WHAT IS BEING ASKED: Rewrite every line of the listing below, starting at the beginning of the listing and ending at the line containing "(1183, 832)", requests included, with each coordinate in the answers multiplied by 0.75 and rounded to a whole number, halves rounding up. Leave the wording of the requests unchanged.

SOURCE MATERIAL:
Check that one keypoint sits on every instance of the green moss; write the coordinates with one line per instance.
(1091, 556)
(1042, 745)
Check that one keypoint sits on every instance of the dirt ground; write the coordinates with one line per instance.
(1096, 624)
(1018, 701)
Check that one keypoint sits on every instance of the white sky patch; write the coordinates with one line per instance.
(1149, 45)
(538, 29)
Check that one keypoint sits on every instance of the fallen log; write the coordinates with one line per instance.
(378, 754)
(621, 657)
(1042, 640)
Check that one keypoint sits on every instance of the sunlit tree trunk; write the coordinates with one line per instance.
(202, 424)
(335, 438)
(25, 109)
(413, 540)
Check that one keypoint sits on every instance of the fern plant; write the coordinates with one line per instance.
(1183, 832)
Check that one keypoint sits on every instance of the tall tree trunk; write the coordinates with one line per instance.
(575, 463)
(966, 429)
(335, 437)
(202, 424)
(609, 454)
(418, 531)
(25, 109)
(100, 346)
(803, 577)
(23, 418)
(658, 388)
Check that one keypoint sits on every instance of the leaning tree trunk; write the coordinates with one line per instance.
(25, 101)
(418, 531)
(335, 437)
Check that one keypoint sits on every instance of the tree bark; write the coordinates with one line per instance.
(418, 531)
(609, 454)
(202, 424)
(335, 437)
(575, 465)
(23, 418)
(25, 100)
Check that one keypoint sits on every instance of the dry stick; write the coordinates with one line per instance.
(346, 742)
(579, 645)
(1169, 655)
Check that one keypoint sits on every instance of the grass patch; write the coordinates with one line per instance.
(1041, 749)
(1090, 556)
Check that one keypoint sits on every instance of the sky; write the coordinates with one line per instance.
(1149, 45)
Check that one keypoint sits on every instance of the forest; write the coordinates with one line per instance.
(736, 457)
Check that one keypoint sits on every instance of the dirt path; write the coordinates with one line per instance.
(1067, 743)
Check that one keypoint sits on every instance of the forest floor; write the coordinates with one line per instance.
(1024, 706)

THE COMPLETED TASK:
Check that one keypoint sits on every instance of the green moss; write the coordinates with one line per instance.
(818, 417)
(782, 559)
Check that one keypoint sits on every instance of the dirt ground; write the coordinates with one line per instance.
(822, 468)
(764, 526)
Check that one keypoint sits on every instance of the white sky patch; write the coordinates with one line per instance.
(862, 34)
(404, 22)
Check that one keypoint sits on every instance of the fallen log; write the coordinates with one line per instance.
(284, 566)
(466, 493)
(782, 480)
Check that one keypoint sits on every instance of the sunlit tree trunk; write the coordinates with one line per instance.
(152, 318)
(251, 329)
(19, 82)
(310, 405)
Check that one keypoint sits on every instance of the fern plant; write the coordinates with one line per instance.
(887, 624)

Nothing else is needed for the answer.